Source data
******************************

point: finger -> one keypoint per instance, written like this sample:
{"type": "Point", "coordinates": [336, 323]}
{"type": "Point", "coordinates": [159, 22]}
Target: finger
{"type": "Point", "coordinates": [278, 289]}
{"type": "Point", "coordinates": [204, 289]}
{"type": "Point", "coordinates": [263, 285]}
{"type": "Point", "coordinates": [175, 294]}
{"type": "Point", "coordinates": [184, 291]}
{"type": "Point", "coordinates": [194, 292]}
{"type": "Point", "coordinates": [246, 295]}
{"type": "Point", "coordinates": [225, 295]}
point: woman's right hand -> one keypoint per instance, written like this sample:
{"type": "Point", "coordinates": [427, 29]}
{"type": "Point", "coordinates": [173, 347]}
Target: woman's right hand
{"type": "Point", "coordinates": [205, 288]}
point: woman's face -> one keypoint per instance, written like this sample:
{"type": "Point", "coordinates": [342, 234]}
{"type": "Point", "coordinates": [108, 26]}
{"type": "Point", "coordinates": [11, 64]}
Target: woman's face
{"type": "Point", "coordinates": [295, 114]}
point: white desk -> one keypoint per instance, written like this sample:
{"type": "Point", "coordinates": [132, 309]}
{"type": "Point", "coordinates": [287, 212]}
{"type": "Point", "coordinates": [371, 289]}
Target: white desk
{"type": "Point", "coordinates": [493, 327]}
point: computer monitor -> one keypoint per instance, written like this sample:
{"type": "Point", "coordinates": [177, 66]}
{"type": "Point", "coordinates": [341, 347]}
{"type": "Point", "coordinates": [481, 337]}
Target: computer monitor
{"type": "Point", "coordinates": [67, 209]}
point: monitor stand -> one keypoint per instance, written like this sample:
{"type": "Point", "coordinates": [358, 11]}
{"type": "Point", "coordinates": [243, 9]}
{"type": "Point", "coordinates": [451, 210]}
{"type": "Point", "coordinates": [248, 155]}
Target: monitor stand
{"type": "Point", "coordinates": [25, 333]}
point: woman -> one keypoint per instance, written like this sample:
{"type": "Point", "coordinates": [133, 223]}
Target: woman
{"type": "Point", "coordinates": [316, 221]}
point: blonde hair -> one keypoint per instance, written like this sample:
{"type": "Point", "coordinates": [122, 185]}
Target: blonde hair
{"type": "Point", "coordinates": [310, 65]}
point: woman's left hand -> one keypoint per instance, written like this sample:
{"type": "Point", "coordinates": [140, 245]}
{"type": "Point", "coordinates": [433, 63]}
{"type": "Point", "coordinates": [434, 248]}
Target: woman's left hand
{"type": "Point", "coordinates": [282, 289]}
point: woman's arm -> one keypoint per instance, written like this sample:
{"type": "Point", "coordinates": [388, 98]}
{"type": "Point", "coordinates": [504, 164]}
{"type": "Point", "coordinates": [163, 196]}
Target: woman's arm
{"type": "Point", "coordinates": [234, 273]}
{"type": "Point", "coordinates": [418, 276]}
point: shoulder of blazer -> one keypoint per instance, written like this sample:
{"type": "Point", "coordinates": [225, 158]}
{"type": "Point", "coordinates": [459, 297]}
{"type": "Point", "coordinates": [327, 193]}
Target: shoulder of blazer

******************************

What the task asks: Could you say how many lines of the entries contain the string "like"? Only the number should be given.

Output of the task: 11